Count the lines in the listing below that contain the string "hill", treating uppercase and lowercase as different, and give only the number.

(Entries from a pointing dataset)
## begin
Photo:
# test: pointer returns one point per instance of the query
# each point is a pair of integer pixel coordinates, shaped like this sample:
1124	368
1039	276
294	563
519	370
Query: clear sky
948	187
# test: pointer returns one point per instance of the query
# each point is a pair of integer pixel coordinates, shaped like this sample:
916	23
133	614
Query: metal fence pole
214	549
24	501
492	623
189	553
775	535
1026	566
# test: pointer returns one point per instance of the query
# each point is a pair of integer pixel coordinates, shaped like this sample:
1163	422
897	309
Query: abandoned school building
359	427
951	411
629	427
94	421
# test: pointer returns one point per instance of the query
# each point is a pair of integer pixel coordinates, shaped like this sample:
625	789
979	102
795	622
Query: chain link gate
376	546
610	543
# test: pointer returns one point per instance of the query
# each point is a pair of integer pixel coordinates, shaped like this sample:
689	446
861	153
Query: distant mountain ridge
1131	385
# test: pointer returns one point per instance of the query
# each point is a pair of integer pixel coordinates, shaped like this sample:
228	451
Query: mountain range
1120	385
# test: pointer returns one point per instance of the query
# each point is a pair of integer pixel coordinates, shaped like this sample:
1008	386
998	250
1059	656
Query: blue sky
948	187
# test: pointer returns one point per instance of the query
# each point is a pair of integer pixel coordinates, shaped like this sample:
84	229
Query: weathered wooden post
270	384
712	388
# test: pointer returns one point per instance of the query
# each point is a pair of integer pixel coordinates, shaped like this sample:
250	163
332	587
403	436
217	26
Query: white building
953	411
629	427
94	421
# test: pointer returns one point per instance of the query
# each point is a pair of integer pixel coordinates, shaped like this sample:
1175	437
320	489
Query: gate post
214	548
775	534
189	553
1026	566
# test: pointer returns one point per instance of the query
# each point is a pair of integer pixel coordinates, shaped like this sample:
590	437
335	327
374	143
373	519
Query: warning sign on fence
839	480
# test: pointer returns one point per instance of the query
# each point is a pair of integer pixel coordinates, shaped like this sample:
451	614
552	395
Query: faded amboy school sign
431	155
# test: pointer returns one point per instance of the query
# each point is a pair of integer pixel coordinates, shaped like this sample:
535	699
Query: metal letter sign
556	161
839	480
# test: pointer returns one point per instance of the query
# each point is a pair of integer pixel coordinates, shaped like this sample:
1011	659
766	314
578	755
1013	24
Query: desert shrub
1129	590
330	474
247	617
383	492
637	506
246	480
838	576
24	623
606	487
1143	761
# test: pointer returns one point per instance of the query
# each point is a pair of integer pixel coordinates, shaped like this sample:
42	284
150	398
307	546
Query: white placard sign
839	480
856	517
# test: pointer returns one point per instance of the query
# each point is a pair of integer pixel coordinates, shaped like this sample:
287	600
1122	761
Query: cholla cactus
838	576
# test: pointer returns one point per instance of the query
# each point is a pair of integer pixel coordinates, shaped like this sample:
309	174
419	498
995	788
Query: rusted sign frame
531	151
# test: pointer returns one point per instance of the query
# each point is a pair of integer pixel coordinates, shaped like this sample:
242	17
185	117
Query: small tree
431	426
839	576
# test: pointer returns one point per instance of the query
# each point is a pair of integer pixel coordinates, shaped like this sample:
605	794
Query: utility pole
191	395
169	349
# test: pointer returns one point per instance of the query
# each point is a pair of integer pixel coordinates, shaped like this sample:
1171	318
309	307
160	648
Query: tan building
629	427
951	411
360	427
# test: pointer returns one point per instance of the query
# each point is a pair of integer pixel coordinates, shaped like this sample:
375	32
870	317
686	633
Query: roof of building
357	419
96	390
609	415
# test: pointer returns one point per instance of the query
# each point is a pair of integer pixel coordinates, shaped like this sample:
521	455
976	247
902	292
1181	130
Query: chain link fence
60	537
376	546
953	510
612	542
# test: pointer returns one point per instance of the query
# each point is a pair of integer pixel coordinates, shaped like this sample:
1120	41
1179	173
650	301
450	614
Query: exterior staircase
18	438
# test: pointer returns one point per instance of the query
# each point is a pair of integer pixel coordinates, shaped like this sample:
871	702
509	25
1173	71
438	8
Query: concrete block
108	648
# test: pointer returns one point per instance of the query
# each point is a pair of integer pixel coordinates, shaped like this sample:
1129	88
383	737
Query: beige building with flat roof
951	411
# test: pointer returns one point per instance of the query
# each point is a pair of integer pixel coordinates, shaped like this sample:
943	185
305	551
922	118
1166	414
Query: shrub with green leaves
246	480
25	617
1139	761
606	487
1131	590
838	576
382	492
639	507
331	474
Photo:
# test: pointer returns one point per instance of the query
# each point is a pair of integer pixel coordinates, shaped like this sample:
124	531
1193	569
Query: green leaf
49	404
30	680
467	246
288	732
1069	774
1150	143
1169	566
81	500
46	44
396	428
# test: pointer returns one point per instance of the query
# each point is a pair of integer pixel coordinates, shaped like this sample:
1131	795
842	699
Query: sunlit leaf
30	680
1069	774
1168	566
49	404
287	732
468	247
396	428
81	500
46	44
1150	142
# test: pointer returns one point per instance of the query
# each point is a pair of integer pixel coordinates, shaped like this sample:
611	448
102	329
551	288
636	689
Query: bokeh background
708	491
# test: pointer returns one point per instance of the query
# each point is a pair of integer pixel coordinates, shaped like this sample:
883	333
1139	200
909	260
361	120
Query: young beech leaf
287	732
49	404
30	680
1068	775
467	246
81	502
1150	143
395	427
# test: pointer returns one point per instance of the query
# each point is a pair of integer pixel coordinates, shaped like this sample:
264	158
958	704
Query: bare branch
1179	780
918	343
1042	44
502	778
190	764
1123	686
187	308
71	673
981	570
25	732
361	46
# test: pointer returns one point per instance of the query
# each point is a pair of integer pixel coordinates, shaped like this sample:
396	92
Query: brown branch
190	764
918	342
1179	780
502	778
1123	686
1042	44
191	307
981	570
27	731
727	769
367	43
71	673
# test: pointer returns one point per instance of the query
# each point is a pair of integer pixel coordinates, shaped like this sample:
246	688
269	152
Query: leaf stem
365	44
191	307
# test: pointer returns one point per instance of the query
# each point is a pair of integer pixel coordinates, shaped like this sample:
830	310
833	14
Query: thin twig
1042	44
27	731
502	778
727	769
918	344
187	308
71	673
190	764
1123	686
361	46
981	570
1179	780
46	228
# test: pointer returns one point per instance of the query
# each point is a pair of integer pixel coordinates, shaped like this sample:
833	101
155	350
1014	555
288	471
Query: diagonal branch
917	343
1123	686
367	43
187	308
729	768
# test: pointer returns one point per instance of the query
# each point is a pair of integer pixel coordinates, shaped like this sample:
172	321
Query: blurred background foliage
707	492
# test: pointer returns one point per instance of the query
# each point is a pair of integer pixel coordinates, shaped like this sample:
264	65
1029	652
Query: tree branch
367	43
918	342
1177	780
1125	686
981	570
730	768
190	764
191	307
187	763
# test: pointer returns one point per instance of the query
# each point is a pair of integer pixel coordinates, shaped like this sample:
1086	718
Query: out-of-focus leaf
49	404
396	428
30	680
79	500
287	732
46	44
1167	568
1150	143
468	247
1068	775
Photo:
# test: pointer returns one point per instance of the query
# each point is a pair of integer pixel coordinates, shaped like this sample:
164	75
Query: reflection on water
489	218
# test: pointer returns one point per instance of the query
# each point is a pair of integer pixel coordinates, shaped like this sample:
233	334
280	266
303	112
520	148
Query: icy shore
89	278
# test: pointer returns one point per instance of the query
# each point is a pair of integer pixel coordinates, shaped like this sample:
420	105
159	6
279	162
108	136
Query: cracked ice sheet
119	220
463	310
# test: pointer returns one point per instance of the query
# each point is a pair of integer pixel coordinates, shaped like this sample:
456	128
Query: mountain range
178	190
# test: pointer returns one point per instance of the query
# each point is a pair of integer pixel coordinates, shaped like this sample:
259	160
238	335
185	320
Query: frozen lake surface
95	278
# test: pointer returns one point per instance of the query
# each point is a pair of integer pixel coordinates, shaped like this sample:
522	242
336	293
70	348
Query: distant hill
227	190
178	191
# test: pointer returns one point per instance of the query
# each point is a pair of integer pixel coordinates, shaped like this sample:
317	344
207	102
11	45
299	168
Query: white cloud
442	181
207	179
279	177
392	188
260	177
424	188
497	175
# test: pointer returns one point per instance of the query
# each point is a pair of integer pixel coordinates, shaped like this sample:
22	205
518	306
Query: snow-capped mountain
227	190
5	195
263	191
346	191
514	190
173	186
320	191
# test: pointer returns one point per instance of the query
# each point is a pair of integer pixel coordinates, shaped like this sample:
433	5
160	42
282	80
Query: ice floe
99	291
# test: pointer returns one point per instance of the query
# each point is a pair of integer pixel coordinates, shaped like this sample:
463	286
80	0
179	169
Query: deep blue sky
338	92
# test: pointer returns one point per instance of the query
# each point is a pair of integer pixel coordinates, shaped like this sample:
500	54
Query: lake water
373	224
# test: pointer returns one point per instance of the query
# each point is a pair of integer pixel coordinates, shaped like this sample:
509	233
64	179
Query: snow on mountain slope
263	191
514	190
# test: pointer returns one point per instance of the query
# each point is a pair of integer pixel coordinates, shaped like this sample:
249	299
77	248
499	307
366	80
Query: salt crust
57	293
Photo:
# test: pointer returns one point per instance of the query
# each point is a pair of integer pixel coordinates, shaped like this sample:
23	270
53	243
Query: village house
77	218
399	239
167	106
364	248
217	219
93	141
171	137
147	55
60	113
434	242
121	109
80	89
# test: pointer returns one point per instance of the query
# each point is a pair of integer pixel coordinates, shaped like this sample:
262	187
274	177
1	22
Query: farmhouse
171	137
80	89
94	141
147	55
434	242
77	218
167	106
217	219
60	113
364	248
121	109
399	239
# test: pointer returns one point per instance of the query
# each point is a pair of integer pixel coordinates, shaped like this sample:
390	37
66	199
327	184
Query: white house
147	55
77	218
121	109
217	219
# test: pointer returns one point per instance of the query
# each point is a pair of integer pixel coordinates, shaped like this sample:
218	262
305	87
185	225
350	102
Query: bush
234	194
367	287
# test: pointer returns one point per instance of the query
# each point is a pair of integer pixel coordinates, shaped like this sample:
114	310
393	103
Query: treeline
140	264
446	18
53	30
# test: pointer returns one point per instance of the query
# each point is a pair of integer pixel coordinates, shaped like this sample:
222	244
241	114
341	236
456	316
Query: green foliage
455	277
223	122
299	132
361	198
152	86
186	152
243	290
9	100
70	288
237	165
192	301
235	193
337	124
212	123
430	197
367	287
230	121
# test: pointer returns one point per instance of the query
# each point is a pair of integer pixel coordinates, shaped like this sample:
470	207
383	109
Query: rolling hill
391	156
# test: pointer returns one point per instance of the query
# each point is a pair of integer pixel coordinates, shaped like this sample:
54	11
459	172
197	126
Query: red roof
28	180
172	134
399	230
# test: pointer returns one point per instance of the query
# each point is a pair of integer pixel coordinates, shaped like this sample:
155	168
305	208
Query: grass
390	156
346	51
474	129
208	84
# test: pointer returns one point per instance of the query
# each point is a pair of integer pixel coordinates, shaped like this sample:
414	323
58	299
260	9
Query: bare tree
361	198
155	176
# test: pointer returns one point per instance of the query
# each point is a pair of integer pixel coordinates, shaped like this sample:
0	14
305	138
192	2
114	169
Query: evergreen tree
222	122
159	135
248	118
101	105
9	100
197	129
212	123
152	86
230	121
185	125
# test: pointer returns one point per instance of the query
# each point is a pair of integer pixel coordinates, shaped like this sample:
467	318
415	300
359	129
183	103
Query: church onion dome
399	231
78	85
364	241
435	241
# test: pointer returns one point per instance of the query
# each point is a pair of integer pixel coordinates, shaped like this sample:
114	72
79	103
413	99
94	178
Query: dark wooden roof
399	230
## end
*Complete output:* 2